_Dataset content_
-------

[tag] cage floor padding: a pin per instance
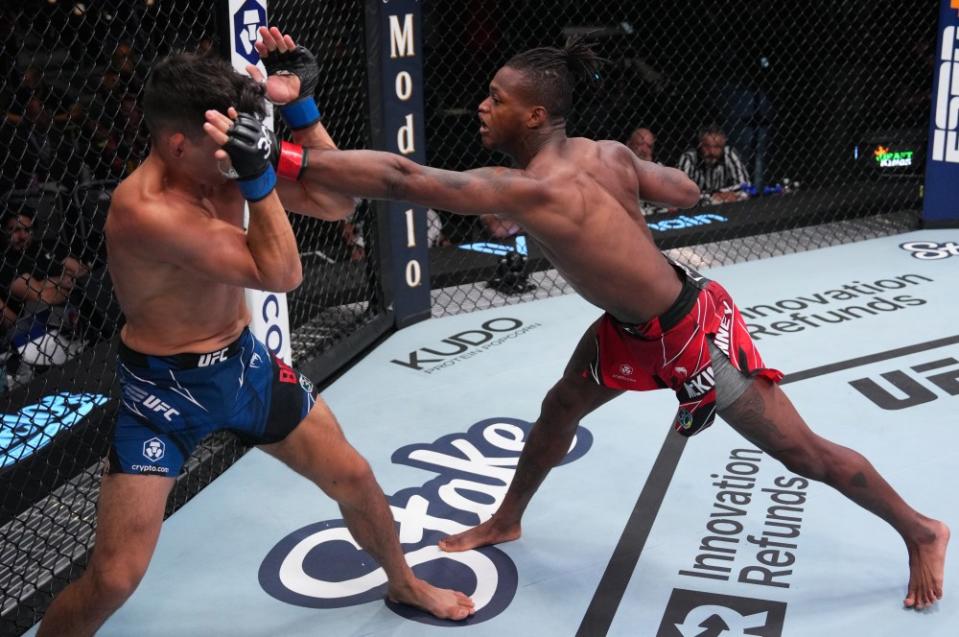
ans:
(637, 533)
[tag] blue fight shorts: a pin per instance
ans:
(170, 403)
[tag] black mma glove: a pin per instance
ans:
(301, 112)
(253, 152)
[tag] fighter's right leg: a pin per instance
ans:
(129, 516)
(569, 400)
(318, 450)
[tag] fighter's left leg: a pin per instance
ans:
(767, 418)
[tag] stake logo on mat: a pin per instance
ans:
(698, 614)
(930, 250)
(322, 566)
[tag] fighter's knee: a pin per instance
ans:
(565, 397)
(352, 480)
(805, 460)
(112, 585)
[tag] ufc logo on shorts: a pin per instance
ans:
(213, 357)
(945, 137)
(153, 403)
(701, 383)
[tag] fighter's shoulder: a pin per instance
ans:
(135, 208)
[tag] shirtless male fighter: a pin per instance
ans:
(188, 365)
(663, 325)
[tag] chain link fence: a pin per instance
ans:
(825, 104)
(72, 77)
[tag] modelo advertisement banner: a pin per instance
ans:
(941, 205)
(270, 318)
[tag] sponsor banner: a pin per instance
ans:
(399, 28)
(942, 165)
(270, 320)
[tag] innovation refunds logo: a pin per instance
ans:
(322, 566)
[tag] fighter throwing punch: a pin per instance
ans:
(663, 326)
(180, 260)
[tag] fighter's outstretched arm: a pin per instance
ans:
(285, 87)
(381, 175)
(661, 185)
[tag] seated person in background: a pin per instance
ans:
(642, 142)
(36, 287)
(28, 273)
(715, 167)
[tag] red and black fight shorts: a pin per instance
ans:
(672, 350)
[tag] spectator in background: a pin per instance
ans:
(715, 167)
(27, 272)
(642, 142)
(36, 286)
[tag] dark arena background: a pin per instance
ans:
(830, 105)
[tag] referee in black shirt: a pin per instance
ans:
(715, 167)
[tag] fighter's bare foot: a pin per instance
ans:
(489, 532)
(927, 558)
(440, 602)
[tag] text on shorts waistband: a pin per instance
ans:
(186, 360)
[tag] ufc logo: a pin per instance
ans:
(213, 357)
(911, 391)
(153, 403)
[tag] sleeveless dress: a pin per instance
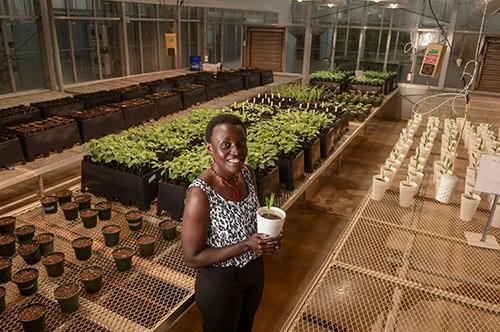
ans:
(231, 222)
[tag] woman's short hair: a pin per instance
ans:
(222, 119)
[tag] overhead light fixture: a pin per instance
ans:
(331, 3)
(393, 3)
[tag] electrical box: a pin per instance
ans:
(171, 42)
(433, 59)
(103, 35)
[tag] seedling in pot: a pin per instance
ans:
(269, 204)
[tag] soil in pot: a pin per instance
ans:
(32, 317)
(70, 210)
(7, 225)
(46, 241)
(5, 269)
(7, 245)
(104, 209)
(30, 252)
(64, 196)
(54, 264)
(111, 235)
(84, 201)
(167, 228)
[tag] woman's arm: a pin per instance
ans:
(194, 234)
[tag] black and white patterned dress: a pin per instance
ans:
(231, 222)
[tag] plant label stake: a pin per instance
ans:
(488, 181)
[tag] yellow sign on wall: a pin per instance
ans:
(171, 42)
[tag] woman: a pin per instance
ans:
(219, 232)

-------

_Given request_
Repeat the lines from the line containing "[tag] ufc logo: a pin per instance" through the end of the material above exactly, with no pictures and nothing else.

_In response_
[tag] ufc logo: a pin per instance
ans:
(213, 357)
(911, 391)
(153, 403)
[tag] sleeveless dress: a pin per instance
ans:
(231, 222)
[tag] woman's short hair: a pin per instance
ans:
(222, 119)
[tag] overhead light fixture: a pin per instance
ans:
(331, 3)
(393, 3)
[tag] electrical box: a pin per instance
ans:
(171, 42)
(433, 59)
(103, 35)
[tag] seedling in pot: a pin per instance
ans:
(269, 204)
[tag] soil in pot: a pin per instance
ans:
(32, 317)
(70, 210)
(7, 225)
(46, 241)
(5, 269)
(7, 245)
(104, 209)
(30, 252)
(64, 196)
(54, 264)
(111, 235)
(84, 201)
(167, 228)
[tag] woman's arm: a pin per instance
ans:
(194, 234)
[tag] black and white patterned dress: a pin per instance
ans:
(231, 222)
[tag] plant label stake: a pin per instance
ans:
(488, 181)
[tag] yellow sign on wall: a pin per instance
ans:
(171, 42)
[tag] woman: a pin per instance
ans:
(219, 232)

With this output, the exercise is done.